## REQUIREMENT:
Copy the records out again in full, keeping them identical.

## GIVEN DATA:
=== Begin Enclosure ===
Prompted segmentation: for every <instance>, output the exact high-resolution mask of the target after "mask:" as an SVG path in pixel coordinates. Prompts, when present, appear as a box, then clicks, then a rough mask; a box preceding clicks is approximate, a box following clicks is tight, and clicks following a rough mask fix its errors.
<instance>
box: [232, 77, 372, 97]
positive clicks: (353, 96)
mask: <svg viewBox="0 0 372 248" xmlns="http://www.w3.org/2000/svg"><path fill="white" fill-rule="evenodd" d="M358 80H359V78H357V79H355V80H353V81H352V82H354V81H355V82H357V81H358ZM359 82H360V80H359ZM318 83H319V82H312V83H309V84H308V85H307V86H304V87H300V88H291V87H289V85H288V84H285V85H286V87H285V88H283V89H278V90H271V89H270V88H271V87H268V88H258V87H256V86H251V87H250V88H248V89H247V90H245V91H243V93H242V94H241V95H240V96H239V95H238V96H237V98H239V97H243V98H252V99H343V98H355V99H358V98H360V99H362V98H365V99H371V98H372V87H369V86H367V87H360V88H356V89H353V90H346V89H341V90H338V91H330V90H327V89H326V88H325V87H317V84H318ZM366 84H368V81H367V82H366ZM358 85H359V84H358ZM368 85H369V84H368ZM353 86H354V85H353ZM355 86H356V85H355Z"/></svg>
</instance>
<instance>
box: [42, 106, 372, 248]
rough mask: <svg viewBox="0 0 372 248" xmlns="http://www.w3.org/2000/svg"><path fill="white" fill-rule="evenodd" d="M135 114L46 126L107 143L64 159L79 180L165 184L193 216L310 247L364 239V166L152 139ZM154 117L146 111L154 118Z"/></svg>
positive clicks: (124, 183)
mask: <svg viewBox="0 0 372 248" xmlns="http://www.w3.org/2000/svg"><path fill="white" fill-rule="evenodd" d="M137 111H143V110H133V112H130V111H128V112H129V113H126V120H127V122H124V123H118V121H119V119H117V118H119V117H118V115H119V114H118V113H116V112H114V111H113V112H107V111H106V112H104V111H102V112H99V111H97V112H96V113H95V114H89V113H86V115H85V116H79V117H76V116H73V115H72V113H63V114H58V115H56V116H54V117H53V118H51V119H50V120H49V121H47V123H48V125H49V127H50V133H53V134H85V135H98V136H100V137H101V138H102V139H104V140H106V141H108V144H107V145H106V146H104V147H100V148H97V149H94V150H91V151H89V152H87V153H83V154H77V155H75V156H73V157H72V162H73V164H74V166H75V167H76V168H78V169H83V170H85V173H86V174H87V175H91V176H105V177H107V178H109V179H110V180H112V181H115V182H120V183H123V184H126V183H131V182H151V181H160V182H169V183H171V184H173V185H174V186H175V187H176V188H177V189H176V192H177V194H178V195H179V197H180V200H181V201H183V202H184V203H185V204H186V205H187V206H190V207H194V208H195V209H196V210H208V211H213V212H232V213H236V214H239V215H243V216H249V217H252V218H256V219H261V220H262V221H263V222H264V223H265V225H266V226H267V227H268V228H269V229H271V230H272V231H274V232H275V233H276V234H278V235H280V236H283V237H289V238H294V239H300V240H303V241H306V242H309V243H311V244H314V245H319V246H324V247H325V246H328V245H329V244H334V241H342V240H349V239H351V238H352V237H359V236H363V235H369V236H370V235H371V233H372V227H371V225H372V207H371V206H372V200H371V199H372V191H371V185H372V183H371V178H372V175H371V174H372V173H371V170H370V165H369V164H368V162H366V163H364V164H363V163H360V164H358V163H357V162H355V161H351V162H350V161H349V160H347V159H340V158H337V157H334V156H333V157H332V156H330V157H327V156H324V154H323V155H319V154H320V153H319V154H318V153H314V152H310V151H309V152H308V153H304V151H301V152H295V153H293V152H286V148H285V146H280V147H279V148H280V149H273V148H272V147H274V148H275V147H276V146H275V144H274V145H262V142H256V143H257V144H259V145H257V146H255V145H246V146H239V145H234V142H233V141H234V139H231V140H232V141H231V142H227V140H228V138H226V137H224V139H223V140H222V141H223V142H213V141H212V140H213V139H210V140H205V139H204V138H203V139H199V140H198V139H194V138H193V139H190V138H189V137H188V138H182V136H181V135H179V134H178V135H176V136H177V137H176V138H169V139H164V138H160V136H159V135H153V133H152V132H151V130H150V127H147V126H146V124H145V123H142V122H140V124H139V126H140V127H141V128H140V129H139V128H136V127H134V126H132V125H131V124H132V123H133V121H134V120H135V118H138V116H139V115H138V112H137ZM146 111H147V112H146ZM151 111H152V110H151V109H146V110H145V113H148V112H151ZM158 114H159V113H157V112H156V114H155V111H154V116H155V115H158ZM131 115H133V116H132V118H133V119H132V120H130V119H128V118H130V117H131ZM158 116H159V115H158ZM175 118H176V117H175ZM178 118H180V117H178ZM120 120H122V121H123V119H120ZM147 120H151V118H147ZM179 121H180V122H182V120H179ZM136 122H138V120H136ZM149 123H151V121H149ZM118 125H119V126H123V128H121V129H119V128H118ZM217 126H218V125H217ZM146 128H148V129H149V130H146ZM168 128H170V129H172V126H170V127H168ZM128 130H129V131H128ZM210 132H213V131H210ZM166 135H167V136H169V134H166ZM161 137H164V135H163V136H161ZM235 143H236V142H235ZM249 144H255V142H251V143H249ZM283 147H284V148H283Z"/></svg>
=== End Enclosure ===
## ANSWER BOX:
Prompted segmentation: for every <instance>, output the exact high-resolution mask of the target after "mask:" as an SVG path in pixel coordinates. Prompts, when present, appear as a box, then clicks, then a rough mask; a box preceding clicks is approximate, a box following clicks is tight, and clicks following a rough mask fix its errors.
<instance>
box: [232, 77, 372, 97]
positive clicks: (353, 96)
mask: <svg viewBox="0 0 372 248" xmlns="http://www.w3.org/2000/svg"><path fill="white" fill-rule="evenodd" d="M358 80H359V78H357V79H355V80H353V81H352V82H354V81H355V82H357V81H358ZM359 82H360V80H359ZM318 83H319V82H312V83H309V84H308V85H307V86H304V87H300V88H291V87H289V85H288V84H285V85H286V87H285V88H283V89H278V90H271V89H270V88H271V87H268V88H258V87H256V86H251V87H250V88H248V89H247V90H245V91H243V93H242V94H241V95H240V96H239V95H238V96H237V98H239V97H243V98H252V99H343V98H355V99H358V98H360V99H362V98H365V99H371V98H372V87H369V86H367V87H360V88H356V89H353V90H346V89H341V90H338V91H330V90H327V89H326V88H325V87H317V84H318ZM366 84H368V81H367V82H366ZM358 85H359V84H358ZM368 85H369V84H368ZM353 86H354V85H353ZM355 86H356V85H355Z"/></svg>
</instance>
<instance>
box: [42, 106, 372, 248]
rough mask: <svg viewBox="0 0 372 248" xmlns="http://www.w3.org/2000/svg"><path fill="white" fill-rule="evenodd" d="M135 114L46 126L107 143L64 159L79 180L165 184L193 216L310 247L364 239V166L152 139ZM154 117L146 111L154 118Z"/></svg>
positive clicks: (124, 183)
mask: <svg viewBox="0 0 372 248" xmlns="http://www.w3.org/2000/svg"><path fill="white" fill-rule="evenodd" d="M137 111H143V110H133V112H130V111H128V112H129V113H126V120H127V122H124V123H118V121H119V119H117V118H119V117H118V115H119V114H118V113H116V112H114V111H113V112H107V111H106V112H104V111H102V112H99V111H97V112H96V113H95V114H89V113H86V115H85V116H79V117H76V116H73V115H72V113H63V114H58V115H56V116H54V117H53V118H51V119H50V120H49V121H47V123H48V125H49V127H50V133H53V134H85V135H98V136H100V137H101V138H102V139H104V140H106V141H108V144H107V145H106V146H104V147H100V148H97V149H94V150H91V151H89V152H87V153H83V154H77V155H75V156H73V157H72V162H73V164H74V166H75V167H76V168H78V169H83V170H85V173H86V174H87V175H91V176H105V177H107V178H109V179H110V180H112V181H115V182H120V183H123V184H126V183H131V182H151V181H160V182H169V183H171V184H173V185H174V186H175V187H176V188H177V189H176V192H177V194H178V195H179V197H180V200H181V201H183V202H184V203H185V204H186V205H187V206H190V207H194V208H195V209H196V210H208V211H213V212H232V213H236V214H239V215H243V216H249V217H252V218H256V219H261V220H262V221H263V222H264V223H265V225H266V226H267V227H268V228H269V229H271V230H272V231H274V232H275V233H276V234H278V235H280V236H283V237H289V238H294V239H300V240H303V241H306V242H309V243H311V244H314V245H319V246H324V247H325V246H328V245H329V244H334V241H342V240H349V239H351V238H352V237H359V236H363V235H369V236H370V235H371V233H372V227H371V225H372V207H371V206H372V200H371V199H372V191H371V185H372V183H371V178H372V175H371V174H372V173H371V170H370V165H369V164H368V162H366V163H364V164H363V163H360V164H358V163H357V162H355V161H351V162H350V161H349V160H347V159H340V158H337V157H334V156H333V157H332V156H330V157H327V156H324V154H323V155H319V154H320V153H319V154H318V153H314V152H310V151H309V152H308V153H304V151H301V152H295V153H293V152H286V148H285V146H280V147H279V148H280V149H273V148H272V147H274V148H275V147H276V146H275V144H274V145H262V142H256V143H257V144H259V145H257V146H255V145H246V146H239V145H234V142H233V141H234V139H231V140H232V141H231V142H227V140H228V138H226V137H224V139H223V140H222V141H223V142H213V141H212V140H213V139H210V140H205V139H204V138H203V139H199V140H198V139H194V138H193V139H190V138H189V137H188V138H182V136H181V135H179V134H178V135H176V136H177V137H176V138H169V139H164V138H160V136H159V135H153V133H152V132H151V130H150V127H147V126H146V124H145V123H142V122H140V124H139V126H140V127H141V128H140V129H139V128H136V127H134V126H132V125H131V124H132V123H133V121H134V120H135V118H138V116H139V115H138V112H137ZM146 111H147V112H146ZM151 111H152V110H151V109H146V110H145V113H148V112H151ZM158 114H159V113H157V112H156V114H155V111H154V116H155V115H158ZM131 115H133V116H132V118H133V119H132V120H130V119H128V118H130V117H131ZM158 116H159V115H158ZM175 118H176V117H175ZM178 118H180V117H178ZM120 120H122V121H123V119H120ZM147 120H151V118H147ZM179 121H180V122H182V120H179ZM136 122H138V120H136ZM149 123H151V121H149ZM118 125H119V126H123V128H121V129H119V128H118ZM217 126H218V125H217ZM146 128H148V129H149V130H146ZM168 128H170V129H172V126H170V127H168ZM128 130H129V131H128ZM210 132H213V131H210ZM166 135H167V136H169V134H166ZM161 137H164V135H163V136H161ZM235 143H236V142H235ZM249 144H255V142H251V143H249ZM283 147H284V148H283Z"/></svg>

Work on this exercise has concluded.